[START Given text]

When we talk about the most influential cars in automotive history, the most obvious are the Ford Model T, the Volkswagen Beetle, the BMC/Austin Mini, and the Willys Jeep. All of which have ended production, unless you consider the BMW owned MINI brand to be a spiritual continuation of the Mini, which we don't. These are cars that have shaped the industry and changed the world.

Some incredibly influential cars are still around, either because they're not that old or because they have evolved while retaining the same instrumental basis in design as the original game-changers. These are the ones we consider the most influential.

Porsche 911

Someone, we can't remember who, once suggested that only a man could have designed the Porsche 911. The reason given was that a woman would have admitted that putting the engine in the rear was a mistake and changed, whereas only a man would spend the next 50 years forcing it to work. In reality, the rear-engine design did work from the beginning but made the Porsche 911 a hard car to master and use the advantage of the engine's weight hanging at the rear. Whatever way you look at it, the Porsche 911 has been the proverbial benchmark for high-end sports cars since the 1960s, and often literally when a manufacturer is building a new or next-generation its own sports car.

Toyota Corolla

The Corolla set a new bar for fuel-efficient family transport in 1966, and it's a bar still being maintained today. The Corolla is the best selling car on the planet with well over 40 million models sold across over 150 countries. Now, in its 12th generation, the Corolla is as inexpensive, reliable, practical, and fuel-efficient as ever. Not only that, but Toyota keeps making sure that it's inexpensive, not cheap. As standard, it currently comes with Toyota's suite of safety tech, including automatic braking, as well as Apple CarPlay, Amazon Alexa compatibility, and Wi-Fi Connect. It even comes with LED exterior lighting on the base model.

Audi TT

The Audi TT wouldn't make this list next year, but you can still, for now, go to the dealer and buy one. Production started in 1998, and jaws dropped around the world. It wasn't just the seamless Bauhaus-inspired styling that consumers fell in love with, but the everyday nature of its performance. It was a watershed moment in modern car design, and a strong departure at the time. However, the TT's design signature is such a recognizable riff now in car design that it's easy to forget just how influential it is. The influence comes the same way The Beatles, The Rolling Stones, or Led Zeppelin were influential in shaping music over the decades, and even now.

Toyota RAV4

When you see the hundred or so crossovers on the road each day as you go to work, they can all be traced back to the RAV4. There were some precursors to the advent of the Crossover Utility Vehicle, but the RAV4 goes down in history as the blueprint for what we see today from every automaker that values its stockholders. The RAV4 combined the practicality and some of the off-roading ability of an SUV, then combined them with the every-day usefulness and driving manner of a more traditional road car. The fact that the current one is the best-selling non-truck in America simply cements its status as an icon.

[END Given text]

_Short task A_: In the text on influential cars, what year did production of the Audi TT start?
_Short task B_: Reproduce word for word the portion of the text on influential cars starting at "The Audi TT" and ending at "and even now.".

[START Source data]

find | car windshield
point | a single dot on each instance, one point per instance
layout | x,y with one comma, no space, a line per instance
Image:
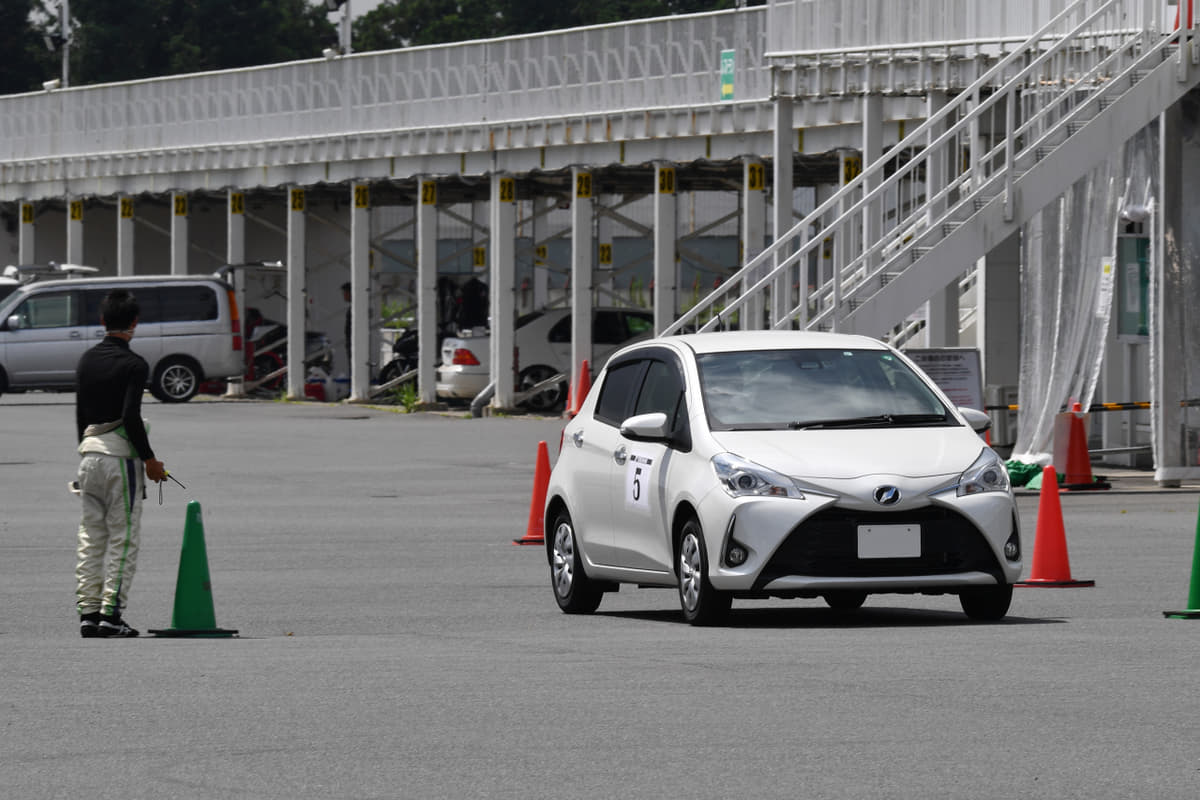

[END Source data]

_Correct output A_: 1998

_Correct output B_:
The Audi TT wouldn't make this list next year, but you can still, for now, go to the dealer and buy one. Production started in 1998, and jaws dropped around the world. It wasn't just the seamless Bauhaus-inspired styling that consumers fell in love with, but the everyday nature of its performance. It was a watershed moment in modern car design, and a strong departure at the time. However, the TT's design signature is such a recognizable riff now in car design that it's easy to forget just how influential it is. The influence comes the same way The Beatles, The Rolling Stones, or Led Zeppelin were influential in shaping music over the decades, and even now.